## Passage given
I can't think of anything you can do in your source code. You could patch pdoc by modifying the logic here: https://github.com/BurntSushi/pdoc/blob/master/pdoc/__init__.py#L571-L588 --- Namely, by looking for __call__ and interpreting it as a function. But that's going to fail as soon as inspect.getargspec is called. So you could also interpret it as a class, which is unfortunate, but the docs should show up (the source probably won't though).

            if inspect.isfunction(obj) or inspect.isbuiltin(obj):
                self.doc[name] = Function(name, self, obj)
            elif inspect.ismethod(obj):
                self.doc[name] = Function(name, self, obj)
            elif inspect.isclass(obj):
                self.doc[name] = Class(name, self, obj)
            elif inspect.ismodule(obj):
                # Only document modules that are submodules or are forcefully
                # exported by __all__.
                if obj is not self.module and \
                        (self.__is_exported(name, obj)
                         or self.is_submodule(obj.__name__)):
                    self.doc[name] = self.__new_submodule(name, obj)

## Information supplied

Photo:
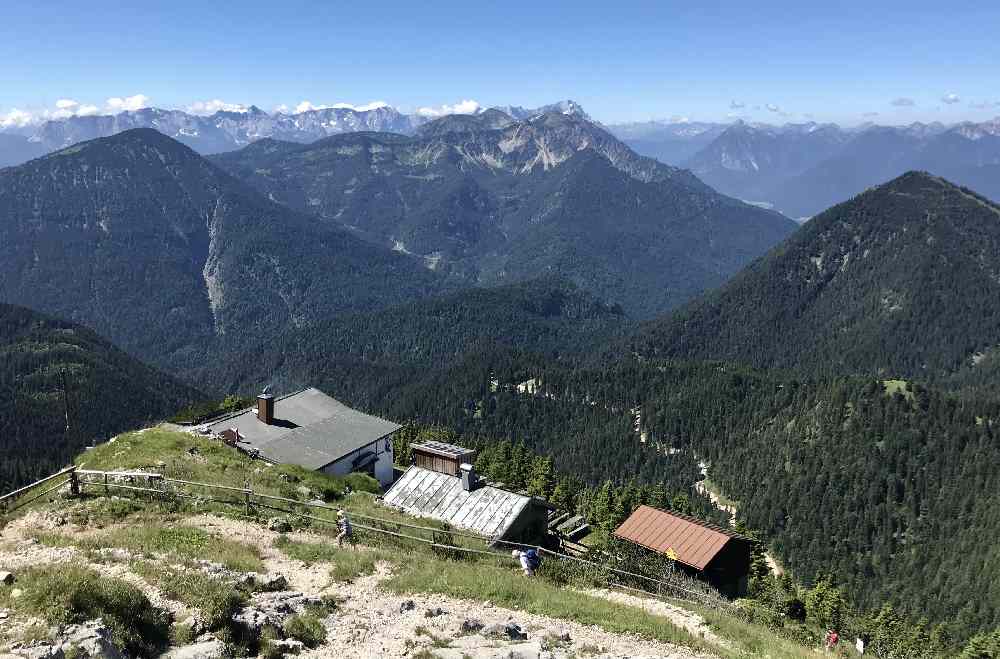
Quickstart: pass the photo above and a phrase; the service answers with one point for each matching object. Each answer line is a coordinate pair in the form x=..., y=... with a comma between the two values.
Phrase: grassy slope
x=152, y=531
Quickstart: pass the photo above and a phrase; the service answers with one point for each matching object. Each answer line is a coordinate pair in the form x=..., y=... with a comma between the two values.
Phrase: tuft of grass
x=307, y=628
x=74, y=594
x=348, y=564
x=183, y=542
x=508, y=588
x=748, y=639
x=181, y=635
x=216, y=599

## Work to do
1. Return the exact stretch of the pdoc passage starting with "if inspect.isfunction(obj) or" and going on through "exported by __all__.".
2. Resume the passage on patching pdoc from the point where it stops.

## Results
1.
if inspect.isfunction(obj) or inspect.isbuiltin(obj):
                self.doc[name] = Function(name, self, obj)
            elif inspect.ismethod(obj):
                self.doc[name] = Function(name, self, obj)
            elif inspect.isclass(obj):
                self.doc[name] = Class(name, self, obj)
            elif inspect.ismodule(obj):
                # Only document modules that are submodules or are forcefully
                # exported by __all__.

2.
            elif name in vardocs:
                self.doc[name] = vardocs[name]
            elif hasattr(obj, '__call__'):
                self.doc[name] = Class(name, self, obj)
            else:
                # Catch all for variables.
                self.doc[name] = Variable(name, self, '', cls=None)

The docs don't show because variables don't have __doc__ attributes. Therefore, when func gets interprets as a variable, its __doc__ attribute is never checked. I guess that would be another way to fix this (inside of pdoc). Maybe by changing the else in the above code to:

            else:
                # Catch all for variables.
                self.doc[name] = Variable(name, self, getattr(obj, '__doc__', ''), cls=None)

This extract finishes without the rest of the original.